** Problem description **
Return each line of the material that contains the string "white". Case counts.

━━━━━ Entries

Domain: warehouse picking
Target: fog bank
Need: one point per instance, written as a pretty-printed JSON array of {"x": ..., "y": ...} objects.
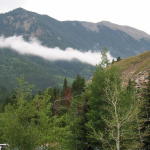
[{"x": 34, "y": 47}]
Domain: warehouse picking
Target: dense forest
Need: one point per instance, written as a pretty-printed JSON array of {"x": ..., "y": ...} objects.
[{"x": 101, "y": 114}]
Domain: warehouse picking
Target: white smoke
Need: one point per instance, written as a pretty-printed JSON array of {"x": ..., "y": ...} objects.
[{"x": 34, "y": 47}]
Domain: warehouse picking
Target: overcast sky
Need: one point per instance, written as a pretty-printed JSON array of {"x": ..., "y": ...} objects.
[{"x": 135, "y": 13}]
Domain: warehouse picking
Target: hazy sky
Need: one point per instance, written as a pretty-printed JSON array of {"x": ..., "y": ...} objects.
[{"x": 135, "y": 13}]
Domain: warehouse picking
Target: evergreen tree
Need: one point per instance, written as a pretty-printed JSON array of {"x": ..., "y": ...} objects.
[
  {"x": 145, "y": 117},
  {"x": 78, "y": 85}
]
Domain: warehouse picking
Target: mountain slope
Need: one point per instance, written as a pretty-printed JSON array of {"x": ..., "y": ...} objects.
[
  {"x": 122, "y": 41},
  {"x": 37, "y": 71},
  {"x": 136, "y": 68}
]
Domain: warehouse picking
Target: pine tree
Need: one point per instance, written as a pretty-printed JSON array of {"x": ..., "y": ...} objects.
[{"x": 145, "y": 117}]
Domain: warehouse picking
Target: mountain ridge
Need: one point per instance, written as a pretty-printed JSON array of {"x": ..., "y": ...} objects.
[{"x": 121, "y": 41}]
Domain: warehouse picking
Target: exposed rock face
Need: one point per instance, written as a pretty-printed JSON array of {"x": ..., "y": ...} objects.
[{"x": 141, "y": 79}]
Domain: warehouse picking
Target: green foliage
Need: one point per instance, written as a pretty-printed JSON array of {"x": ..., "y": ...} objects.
[
  {"x": 78, "y": 85},
  {"x": 112, "y": 112},
  {"x": 144, "y": 117},
  {"x": 29, "y": 124}
]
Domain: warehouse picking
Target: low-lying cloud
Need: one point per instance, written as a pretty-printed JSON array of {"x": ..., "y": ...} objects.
[{"x": 34, "y": 47}]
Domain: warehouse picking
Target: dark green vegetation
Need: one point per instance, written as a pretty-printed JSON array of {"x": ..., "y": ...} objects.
[
  {"x": 122, "y": 41},
  {"x": 37, "y": 71},
  {"x": 100, "y": 115}
]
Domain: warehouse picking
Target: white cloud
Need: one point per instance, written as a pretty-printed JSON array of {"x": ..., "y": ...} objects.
[
  {"x": 134, "y": 13},
  {"x": 34, "y": 47}
]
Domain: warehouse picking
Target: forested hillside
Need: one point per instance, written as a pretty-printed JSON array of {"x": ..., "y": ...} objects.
[
  {"x": 121, "y": 41},
  {"x": 102, "y": 114},
  {"x": 37, "y": 71}
]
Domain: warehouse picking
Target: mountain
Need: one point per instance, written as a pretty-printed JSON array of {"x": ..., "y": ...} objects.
[
  {"x": 121, "y": 41},
  {"x": 135, "y": 68}
]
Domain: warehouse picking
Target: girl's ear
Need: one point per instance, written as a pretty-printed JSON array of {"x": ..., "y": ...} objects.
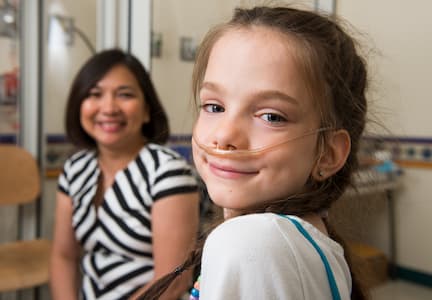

━━━━━━━━━━

** Complete output **
Target: white smoke
Target: white cloud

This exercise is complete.